§ **Exercise details**
From the listing below, keep only the lines that contain the string "white". Treat uppercase and lowercase as different.

§ **Provided data**

──────

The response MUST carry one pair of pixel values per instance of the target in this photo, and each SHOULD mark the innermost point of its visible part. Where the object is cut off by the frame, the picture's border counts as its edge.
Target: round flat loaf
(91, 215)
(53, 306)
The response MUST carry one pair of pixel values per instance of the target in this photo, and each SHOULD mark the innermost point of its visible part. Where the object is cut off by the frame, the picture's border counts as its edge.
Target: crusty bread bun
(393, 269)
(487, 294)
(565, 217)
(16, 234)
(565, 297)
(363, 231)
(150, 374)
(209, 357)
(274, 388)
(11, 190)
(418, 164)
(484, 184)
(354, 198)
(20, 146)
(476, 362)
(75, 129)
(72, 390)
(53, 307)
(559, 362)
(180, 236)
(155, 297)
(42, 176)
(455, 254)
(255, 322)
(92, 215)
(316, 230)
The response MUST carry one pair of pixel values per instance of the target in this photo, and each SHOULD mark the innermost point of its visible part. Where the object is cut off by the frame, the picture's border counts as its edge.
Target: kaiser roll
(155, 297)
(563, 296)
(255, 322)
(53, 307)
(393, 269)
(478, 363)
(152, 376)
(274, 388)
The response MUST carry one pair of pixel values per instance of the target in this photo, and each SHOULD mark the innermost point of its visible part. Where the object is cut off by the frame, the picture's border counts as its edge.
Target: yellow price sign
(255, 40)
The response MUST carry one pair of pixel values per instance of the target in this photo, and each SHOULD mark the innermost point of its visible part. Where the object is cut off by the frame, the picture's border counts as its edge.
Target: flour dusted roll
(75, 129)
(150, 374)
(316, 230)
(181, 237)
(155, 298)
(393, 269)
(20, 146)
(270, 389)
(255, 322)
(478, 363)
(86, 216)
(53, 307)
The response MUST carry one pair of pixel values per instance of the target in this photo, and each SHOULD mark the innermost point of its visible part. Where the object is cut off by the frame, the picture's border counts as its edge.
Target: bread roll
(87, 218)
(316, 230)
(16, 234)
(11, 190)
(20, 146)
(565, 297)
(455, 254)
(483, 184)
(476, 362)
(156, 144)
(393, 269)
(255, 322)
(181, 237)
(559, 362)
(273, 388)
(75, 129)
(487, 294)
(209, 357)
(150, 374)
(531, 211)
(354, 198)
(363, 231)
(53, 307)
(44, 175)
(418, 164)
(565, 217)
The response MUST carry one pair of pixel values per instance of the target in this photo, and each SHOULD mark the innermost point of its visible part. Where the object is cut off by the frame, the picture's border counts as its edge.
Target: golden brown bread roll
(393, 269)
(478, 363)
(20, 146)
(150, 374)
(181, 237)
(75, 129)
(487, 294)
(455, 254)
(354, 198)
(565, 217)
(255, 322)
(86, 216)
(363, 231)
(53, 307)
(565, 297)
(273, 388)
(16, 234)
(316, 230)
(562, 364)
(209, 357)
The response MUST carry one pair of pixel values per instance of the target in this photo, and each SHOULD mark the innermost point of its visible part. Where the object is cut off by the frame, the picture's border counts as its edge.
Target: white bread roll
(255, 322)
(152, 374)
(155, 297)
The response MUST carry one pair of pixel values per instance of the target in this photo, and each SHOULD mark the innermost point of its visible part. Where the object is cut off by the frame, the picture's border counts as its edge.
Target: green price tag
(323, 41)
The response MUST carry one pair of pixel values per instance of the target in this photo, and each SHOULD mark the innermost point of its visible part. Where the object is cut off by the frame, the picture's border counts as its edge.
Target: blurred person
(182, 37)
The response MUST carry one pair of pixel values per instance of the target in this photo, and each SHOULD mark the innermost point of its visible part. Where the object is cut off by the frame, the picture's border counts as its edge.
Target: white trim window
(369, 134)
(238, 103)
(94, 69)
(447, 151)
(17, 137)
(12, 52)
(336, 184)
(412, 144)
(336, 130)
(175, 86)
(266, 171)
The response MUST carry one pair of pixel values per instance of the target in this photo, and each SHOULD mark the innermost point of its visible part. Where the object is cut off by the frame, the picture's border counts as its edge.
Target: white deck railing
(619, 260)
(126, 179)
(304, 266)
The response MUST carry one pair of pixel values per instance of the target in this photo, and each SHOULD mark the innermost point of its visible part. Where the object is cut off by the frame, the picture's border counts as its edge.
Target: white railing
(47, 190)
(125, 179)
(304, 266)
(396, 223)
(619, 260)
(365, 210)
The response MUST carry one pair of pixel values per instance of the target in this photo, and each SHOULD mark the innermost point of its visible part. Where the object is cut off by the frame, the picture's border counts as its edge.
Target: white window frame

──────

§ **Reply to the task**
Target: white bread roll
Target: white trim window
Target: white deck railing
Target: white railing
Target: white window frame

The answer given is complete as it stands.